Extrait du document:
- - - -
Franz Olivier Giesbert

Chien de garde professionnel

 

« Nous sommes capables de remodeler la vie »

Yuval Noah Harari

Idéologue du transhumanisme

 

« Je fais le travail de Dieu »

Lloyd Craig Blankfein

 chief executive officer de Goldman Sachs

Je reviens comme promis sur ce numéro du Point publié fin août dont la couverture était titrée Macron, le grand entretien. Quelques pages plus loin, un autre entretien était offert à Yuval Noah Harari. Le titre choisi par l’hebdomadaire était : L’auteur de « Sapiens »prophétise « l’homme dieu ».

A l’attention des lecteurs distraits qui n’auraient pas dévoré le best-seller Sapiens, paru en 2014, la rédaction précisait, tout en mesure : « Exclusif. Yuval Noah Harari est devenu l’essayiste le plus influent de l’époque. Son nouveau livre raconte comment l’humanité va être radicalement transformée dans les prochaines années. »

Bien sûr, la publication d’un tel entretien, précédée d’une présentation élogieuse et parsemés d’extraits du nouveau livre (Homo Deus), est aussi une opération commerciale qui ne doit pas surprendre de la part du Point. Mais c’est d’abord une publicité offerte à une idéologie dominante, le transhumanisme, par ceux qui la partagent peu ou prou.
- - - -
Consignes de l'exercice:
1) Recopiez l'extrait du document depuis « A l’attention des » jusqu'à « peu ou prou. » inclus.
2) Dressez la liste de toutes les personnes nommées dans l'extrait du document.
3) Répondez à ces questions d'après l'extrait du document :
(a) En quelle année le livre Sapiens est-il paru ?
(b) Quel titre portait la couverture du numéro du Point publié fin août ?
(c) Quelle fonction est attribuée à Lloyd Craig Blankfein ?

Extrait des données:
- - - -
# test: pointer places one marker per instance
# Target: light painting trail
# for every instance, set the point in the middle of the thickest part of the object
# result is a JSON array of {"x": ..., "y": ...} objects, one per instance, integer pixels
- - - -
Vos réponses écrites:
1)
A l’attention des lecteurs distraits qui n’auraient pas dévoré le best-seller Sapiens, paru en 2014, la rédaction précisait, tout en mesure : « Exclusif. Yuval Noah Harari est devenu l’essayiste le plus influent de l’époque. Son nouveau livre raconte comment l’humanité va être radicalement transformée dans les prochaines années. »

Bien sûr, la publication d’un tel entretien, précédée d’une présentation élogieuse et parsemés d’extraits du nouveau livre (Homo Deus), est aussi une opération commerciale qui ne doit pas surprendre de la part du Point. Mais c’est d’abord une publicité offerte à une idéologie dominante, le transhumanisme, par ceux qui la partagent peu ou prou.

2)
Franz Olivier Giesbert
Yuval Noah Harari
Lloyd Craig Blankfein
Macron

3)
(a) En 2014.
(b) Macron, le grand entretien.
(c) Chief executive officer de Goldman Sachs.